### Zeilen zur Aufgabe

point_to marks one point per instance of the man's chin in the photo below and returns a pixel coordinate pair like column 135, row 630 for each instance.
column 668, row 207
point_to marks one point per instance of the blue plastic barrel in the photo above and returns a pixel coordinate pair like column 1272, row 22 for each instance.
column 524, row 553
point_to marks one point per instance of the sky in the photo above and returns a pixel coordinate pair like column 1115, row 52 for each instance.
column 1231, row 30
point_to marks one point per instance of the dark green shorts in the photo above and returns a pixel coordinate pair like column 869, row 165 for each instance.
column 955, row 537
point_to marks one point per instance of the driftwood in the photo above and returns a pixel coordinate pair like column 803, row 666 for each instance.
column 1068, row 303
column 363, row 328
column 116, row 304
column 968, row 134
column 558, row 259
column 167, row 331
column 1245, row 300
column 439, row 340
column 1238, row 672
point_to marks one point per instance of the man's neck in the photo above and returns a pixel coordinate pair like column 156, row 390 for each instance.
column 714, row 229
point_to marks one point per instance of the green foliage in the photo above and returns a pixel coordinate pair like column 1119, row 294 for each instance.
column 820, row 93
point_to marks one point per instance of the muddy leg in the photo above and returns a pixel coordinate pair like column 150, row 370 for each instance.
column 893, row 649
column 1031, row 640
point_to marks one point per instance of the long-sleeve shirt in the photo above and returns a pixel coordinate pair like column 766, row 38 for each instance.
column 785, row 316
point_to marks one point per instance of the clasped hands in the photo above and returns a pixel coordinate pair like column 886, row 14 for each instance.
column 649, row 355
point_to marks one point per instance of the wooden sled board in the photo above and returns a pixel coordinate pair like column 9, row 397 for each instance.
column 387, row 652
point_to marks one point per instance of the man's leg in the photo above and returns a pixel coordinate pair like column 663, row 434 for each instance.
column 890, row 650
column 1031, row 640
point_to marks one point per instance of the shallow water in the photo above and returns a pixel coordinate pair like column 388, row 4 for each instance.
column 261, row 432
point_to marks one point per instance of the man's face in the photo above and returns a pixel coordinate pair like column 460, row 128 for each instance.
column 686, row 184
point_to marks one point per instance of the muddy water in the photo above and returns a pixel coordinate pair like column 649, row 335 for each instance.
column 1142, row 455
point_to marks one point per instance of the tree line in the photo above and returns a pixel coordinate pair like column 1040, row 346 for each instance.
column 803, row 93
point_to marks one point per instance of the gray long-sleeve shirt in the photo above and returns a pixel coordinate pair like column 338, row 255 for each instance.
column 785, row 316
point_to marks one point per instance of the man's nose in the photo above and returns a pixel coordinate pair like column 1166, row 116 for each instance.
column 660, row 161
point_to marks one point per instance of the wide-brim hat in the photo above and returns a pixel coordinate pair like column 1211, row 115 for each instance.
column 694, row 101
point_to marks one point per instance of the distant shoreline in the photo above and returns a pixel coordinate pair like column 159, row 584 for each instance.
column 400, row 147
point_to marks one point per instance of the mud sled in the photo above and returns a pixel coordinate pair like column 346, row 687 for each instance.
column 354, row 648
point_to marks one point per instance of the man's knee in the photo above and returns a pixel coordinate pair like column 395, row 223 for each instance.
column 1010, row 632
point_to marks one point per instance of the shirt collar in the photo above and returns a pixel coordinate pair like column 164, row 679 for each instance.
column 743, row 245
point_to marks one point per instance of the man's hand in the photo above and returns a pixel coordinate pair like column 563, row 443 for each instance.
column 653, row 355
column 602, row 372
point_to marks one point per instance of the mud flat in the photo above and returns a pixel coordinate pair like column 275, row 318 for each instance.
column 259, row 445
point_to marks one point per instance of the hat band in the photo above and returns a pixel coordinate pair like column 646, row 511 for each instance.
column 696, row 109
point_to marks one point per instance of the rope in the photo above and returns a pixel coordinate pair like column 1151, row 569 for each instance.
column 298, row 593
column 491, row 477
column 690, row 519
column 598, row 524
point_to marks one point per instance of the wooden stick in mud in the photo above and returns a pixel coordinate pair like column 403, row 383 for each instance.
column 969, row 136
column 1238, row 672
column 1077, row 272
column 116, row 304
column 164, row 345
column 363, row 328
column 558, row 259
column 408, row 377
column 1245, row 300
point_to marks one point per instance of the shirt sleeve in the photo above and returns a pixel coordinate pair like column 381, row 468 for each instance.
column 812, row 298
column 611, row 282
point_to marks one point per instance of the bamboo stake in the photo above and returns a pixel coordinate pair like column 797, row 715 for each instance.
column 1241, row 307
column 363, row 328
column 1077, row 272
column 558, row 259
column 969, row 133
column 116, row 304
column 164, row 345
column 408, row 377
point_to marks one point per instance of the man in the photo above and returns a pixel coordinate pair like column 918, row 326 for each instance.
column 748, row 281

######

Wiederhole unverändert den Abschnitt oben, der mit der Zeile mit „point_to marks one point per instance of the blue“ anfängt und mit der Zeile mit „column 955, row 537“ aufhört, beide Zeilen eingeschlossen.

#### [Vollständige Antwort]
point_to marks one point per instance of the blue plastic barrel in the photo above and returns a pixel coordinate pair like column 1272, row 22 for each instance.
column 524, row 553
point_to marks one point per instance of the sky in the photo above and returns a pixel coordinate pair like column 1115, row 52 for each instance.
column 1231, row 30
point_to marks one point per instance of the dark green shorts in the photo above and returns a pixel coordinate pair like column 869, row 165 for each instance.
column 955, row 537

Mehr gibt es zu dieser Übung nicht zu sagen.